____ Passage

It has been suggested that you still document the announcement of pregnancy and the leave request in writing. Managers need only a verbal request. An employer decides whether you need a medical confirmation of pregnancy.  Check on the definition of the term “spouse”. In Connecticut same sex marriages, nonbiological parents and civil union partnerships are eligible for the leave. If for some reason a couple does not qualify for FMLA or CT FMLA like working for a small employer then it's possible an employer can grant unpaid leave under the pregnancy discrimination provisions in Connecticut’s Fair Employment Practices Act known as CFEPA. CFEPA ensures that if disability results from pregnancy then it is illegal to discriminate against that employee asking for a leave.

Maternity Leave Rights

Knowing your maternity leaves rights is especially important in the USA since no one policy covers it. Most other developed countries have a specific policy with pay, but they may not have the compensatory policies listed earlier. So, in those countries, though their job becomes protected during those first two years after childbirth, they may not receive the other job protections found in the USA. A person can research their rights at the U. S. Equal Employment Opportunity Commission known as the EEOC website. Under the pregnancy discrimination act, it describes protections and other related laws. It offers resources and contact information.

________

_Task set_.
- 1) From the maternity leave passage, copy the text between "Maternity Leave Rights" and "and contact information.", inclusive.
- 2) Answer these questions using the maternity leave passage:
(a) Who decides whether a medical confirmation of pregnancy is needed?
(b) Which relationships are named as eligible for the leave in Connecticut?
(c) On which website can a person research their rights?
- 3) Continue the maternity leave passage from its last sentence.

____ Dataset content

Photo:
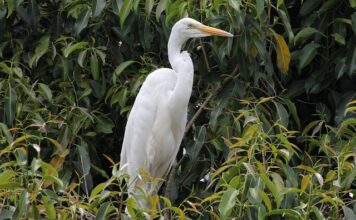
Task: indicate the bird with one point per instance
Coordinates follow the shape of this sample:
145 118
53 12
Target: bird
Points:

________

_Numbered responses_.
- 1)
Maternity Leave Rights

Knowing your maternity leaves rights is especially important in the USA since no one policy covers it. Most other developed countries have a specific policy with pay, but they may not have the compensatory policies listed earlier. So, in those countries, though their job becomes protected during those first two years after childbirth, they may not receive the other job protections found in the USA. A person can research their rights at the U. S. Equal Employment Opportunity Commission known as the EEOC website. Under the pregnancy discrimination act, it describes protections and other related laws. It offers resources and contact information.

- 2)
(a) An employer.
(b) Same sex marriages, nonbiological parents and civil union partnerships.
(c) The U. S. Equal Employment Opportunity Commission website, known as the EEOC website.

- 3)
Other options exist once the STD benefits exhaust as well as the vacation time, sick and personal days. If you still wish to remain home with your baby, talk to human resources. Check to see if you can take an unpaid leave of absence or an unpaid disability leave. An increasing option due to technology has been telecommuting and working from home for a period of time.

Maternity Leave Policy

Only about 16 percent of private employers give paid maternity leave programs. Contract and unionized female employees often have different maternity leave policies. If not a solid policy at the place of employment try negotiating a deal especially at a small company. Check with local temporary employment services for a person who could cover your position while you are on leave. If your employer does fund a maternity leave policy, understand in many ways it is treated like a regular paycheck with insurance premiums and taxes withheld. If the maternity leave stems from disability benefits, get a clarification from human resources. IN some cases, if the employer pays the insurance premiums, it lists as a taxable benefit. If the employee pays for the disability the benefits are tax-free. Working part time remains an option as well. Know it can affect the level of money for the maternity leave depending on who is funding it. Do some research. Make a plan that works with your life. Understand your rights.

Difference Between Maternity Leave and Short-Term Disability (STD)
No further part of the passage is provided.